[Start of Attachment]
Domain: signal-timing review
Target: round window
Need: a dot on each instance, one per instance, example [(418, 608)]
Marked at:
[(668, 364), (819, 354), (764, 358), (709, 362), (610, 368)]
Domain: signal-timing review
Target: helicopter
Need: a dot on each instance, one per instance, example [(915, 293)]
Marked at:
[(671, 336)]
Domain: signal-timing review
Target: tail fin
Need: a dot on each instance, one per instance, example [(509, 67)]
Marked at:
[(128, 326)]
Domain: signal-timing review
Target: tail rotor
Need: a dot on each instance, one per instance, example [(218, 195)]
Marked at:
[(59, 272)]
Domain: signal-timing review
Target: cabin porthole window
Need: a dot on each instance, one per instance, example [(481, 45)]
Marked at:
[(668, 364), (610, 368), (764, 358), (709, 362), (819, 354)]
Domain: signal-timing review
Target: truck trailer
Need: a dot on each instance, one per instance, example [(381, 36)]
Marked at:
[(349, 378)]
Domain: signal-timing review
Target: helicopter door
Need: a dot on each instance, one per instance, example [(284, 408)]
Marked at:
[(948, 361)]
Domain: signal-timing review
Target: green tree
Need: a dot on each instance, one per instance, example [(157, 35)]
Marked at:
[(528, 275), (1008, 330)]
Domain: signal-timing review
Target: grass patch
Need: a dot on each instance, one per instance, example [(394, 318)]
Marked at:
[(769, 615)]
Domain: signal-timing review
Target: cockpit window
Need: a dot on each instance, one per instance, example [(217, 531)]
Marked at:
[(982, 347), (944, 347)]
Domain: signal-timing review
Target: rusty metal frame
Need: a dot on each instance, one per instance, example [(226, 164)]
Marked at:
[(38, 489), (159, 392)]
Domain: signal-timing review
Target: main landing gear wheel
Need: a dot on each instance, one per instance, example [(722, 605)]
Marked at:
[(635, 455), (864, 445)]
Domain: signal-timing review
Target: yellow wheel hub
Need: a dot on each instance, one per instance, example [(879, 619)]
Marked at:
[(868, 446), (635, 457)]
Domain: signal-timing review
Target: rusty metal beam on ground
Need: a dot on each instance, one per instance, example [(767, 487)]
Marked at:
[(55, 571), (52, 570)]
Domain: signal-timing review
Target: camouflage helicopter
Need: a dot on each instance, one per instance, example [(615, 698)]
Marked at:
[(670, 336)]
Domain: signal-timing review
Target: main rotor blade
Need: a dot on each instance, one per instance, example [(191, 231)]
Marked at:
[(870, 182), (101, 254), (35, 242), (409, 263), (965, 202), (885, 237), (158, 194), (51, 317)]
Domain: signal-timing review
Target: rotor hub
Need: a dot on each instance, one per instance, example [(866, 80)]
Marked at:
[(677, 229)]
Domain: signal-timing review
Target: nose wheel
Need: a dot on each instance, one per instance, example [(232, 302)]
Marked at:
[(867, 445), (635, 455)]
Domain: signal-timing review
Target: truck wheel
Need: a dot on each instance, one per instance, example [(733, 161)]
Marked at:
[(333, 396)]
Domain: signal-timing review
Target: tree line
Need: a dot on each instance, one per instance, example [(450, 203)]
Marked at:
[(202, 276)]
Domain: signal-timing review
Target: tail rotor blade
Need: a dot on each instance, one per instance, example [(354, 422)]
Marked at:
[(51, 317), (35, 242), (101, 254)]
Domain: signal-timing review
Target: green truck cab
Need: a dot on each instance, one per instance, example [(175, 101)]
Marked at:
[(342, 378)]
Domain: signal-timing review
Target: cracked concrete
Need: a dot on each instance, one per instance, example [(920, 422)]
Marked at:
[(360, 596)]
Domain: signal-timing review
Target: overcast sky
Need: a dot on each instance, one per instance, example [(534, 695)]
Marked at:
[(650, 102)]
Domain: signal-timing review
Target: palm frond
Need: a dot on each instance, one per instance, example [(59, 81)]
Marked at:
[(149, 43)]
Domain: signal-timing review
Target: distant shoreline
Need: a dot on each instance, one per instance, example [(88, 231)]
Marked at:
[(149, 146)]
[End of Attachment]
WHAT TO PRODUCE: In the material above, tally the lines that include the word "metal" and give only that figure.

REPLY: 2